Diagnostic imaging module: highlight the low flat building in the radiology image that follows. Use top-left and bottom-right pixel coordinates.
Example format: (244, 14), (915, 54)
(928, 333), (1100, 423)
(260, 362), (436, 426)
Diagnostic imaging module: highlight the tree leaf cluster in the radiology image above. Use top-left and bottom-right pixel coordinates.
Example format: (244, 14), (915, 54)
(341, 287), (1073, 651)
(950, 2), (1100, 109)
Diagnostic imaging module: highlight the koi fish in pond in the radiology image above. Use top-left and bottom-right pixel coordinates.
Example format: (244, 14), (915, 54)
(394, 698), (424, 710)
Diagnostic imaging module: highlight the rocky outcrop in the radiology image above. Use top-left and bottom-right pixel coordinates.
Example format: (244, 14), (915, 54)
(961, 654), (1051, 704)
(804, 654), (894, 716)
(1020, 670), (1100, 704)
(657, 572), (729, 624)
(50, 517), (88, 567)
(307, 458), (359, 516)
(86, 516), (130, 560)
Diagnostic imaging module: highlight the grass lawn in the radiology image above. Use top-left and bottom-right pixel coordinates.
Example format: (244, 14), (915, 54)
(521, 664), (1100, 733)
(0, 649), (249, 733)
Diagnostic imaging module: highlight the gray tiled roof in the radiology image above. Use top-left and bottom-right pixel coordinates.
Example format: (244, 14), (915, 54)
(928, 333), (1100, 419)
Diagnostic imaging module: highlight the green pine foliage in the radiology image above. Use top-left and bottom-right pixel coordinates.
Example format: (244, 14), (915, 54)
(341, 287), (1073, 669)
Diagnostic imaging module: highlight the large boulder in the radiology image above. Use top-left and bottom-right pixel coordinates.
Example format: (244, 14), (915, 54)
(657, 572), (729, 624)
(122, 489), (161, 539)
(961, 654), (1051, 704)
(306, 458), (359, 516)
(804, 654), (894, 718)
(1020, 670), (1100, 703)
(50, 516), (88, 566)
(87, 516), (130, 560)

▸ **Short task**
Transcribe the lines of the material verbatim, starting at the line that contains "Diagnostic imaging module: highlight the large" and ending at the last line of the material.

▸ **Solution**
Diagnostic imaging module: highlight the large boulder in the radiology image above. Use top-left and bottom-right pixel coordinates.
Example format: (244, 14), (915, 54)
(657, 572), (729, 624)
(122, 489), (161, 539)
(961, 654), (1051, 704)
(306, 458), (359, 516)
(804, 654), (894, 718)
(1020, 670), (1100, 703)
(50, 516), (88, 566)
(87, 516), (130, 560)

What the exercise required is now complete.